HALAMAN -

#####

Penguasa Negara dengan segala cara memutar-balikkan fakta sejarah seakan-akan pada tahun 1965-66 tidak pernah terjadi kejahatan kemanusiaan – pelanggaran HAM berat. Demikianlah  kebenaran dan keadilan digelapkan, sedang  impunitas dilanggengkan.  Percuma dicantumkan norma-norma hukum HAM dalam perundang-undangan Negara Indonesia kalau hanya untuk pajangan saja. Percuma dibentuk UU Peradilan HAM, Pengadilan HAM dan KOMNAS HAM kalau sampai sekarang  tidak bisa menuntaskan kasus-kasus pelanggaran HAM masa lalu (terutama yang berkaitan  peristiwa 1965-66). Dan sangat disesalkan justru institusi-institusi  penegak hukum  malah menjadi sarang mafia-hukum?

Juga sangat memalukan bahwa Penyelenggara Negara Indonesia sedikitpun tidak mempunyai kepedulian terhadap para korban kejahatan kemanusiaan (pembantaian massal) yang dilakukan oleh tentara Belanda pada tahun 1947 atas 431 orang penduduk  di Rawagede. Tetapi pada tanggal  14 September 2011 Pengadilan Den Haag (Belanda) yang mengadili Kasus Rawagede atas gugatan para janda korban telah menjatuhkan putusan yang memenangkan para janda korban. Putusan Pengadilan di Den Haag tersebut  membuktikan bahwa institusi yudikatif  Negeri Belanda telah menjalankan tugasnya dengan baik, artinya tidak terpengaruh oleh pihak-pihak yang tidak respek kepada Republik Indonesia dan tidak rela dirinya dinamakan aggressor berhubung  keterlibatannya dalam  agresi terhadap negara  muda Indonesia  pada tahun 1945-1949  yang mengorbankan  ribuan rakyat.  Putusan Pengadilan Den Haag tersebut merupakan suatu tamparan muka bagi penegak hukum Indonesia yang sampai sekarang tidak juga mau menangani kasus-kasus pelanggaran HAM masa lalu terhadap warganegara Indonesia sendiri, bangsanya sendiri.

Semua kasus pelanggaran HAM berat masa lalu (kasus 1965-66) dan  juga Kasus Rawagede ternyata  bukan masalah gede bagi penyelenggara Negara Indonesia. Dari penyelenggra Negara belum ada yang berani mengatakan yang benar adalah benar dan yang salah adalah salah. Mata hatinya masih tertutup dengan kenikmatan hasil penghambaan pada neoliberalisme-neokolonialisme, meskipun mengorbankan rakyat banyak. Mereka masih asyik menginjak-injak Pasal 33 UUD 1945, sebab jiwa Orde Baru pada hakekatnya masih erat melekat sampai dewasa ini.

#####

DATA TERSEDIA -

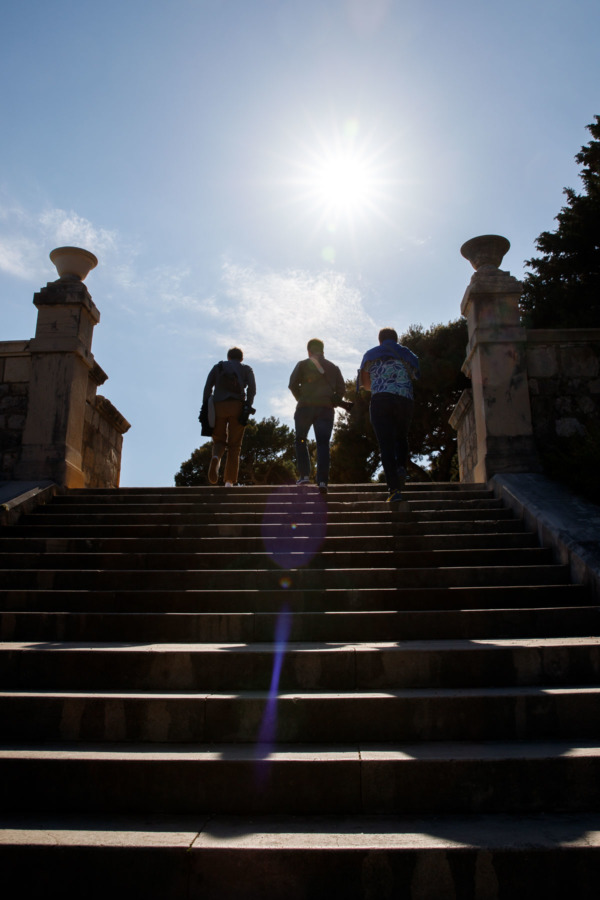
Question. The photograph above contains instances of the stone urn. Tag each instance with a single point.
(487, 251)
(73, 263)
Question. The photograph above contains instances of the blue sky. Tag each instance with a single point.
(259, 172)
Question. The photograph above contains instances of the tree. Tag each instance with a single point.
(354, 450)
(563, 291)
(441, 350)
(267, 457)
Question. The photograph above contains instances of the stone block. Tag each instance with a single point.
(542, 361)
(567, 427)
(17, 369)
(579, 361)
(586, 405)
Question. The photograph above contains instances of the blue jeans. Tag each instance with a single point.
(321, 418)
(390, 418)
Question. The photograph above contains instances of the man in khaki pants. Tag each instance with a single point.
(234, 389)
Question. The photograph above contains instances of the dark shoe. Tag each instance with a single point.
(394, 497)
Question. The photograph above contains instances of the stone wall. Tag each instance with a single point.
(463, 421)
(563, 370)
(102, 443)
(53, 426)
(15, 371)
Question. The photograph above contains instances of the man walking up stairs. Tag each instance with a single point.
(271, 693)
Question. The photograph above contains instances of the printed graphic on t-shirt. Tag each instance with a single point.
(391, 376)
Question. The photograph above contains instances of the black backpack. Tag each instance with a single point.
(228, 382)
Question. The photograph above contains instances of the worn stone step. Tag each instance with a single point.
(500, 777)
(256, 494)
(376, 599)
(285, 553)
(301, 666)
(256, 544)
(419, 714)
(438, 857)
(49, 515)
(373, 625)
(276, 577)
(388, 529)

#####

SOAL LATIHAN - Salin persis bagian tulisan tentang pelanggaran HAM itu. Mulailah dari kata-kata yang memuat "Semua kasus pelanggaran" dan berhentilah setelah "sampai dewasa ini.".

JAWABAN SOAL -
Semua kasus pelanggaran HAM berat masa lalu (kasus 1965-66) dan  juga Kasus Rawagede ternyata  bukan masalah gede bagi penyelenggara Negara Indonesia. Dari penyelenggra Negara belum ada yang berani mengatakan yang benar adalah benar dan yang salah adalah salah. Mata hatinya masih tertutup dengan kenikmatan hasil penghambaan pada neoliberalisme-neokolonialisme, meskipun mengorbankan rakyat banyak. Mereka masih asyik menginjak-injak Pasal 33 UUD 1945, sebab jiwa Orde Baru pada hakekatnya masih erat melekat sampai dewasa ini.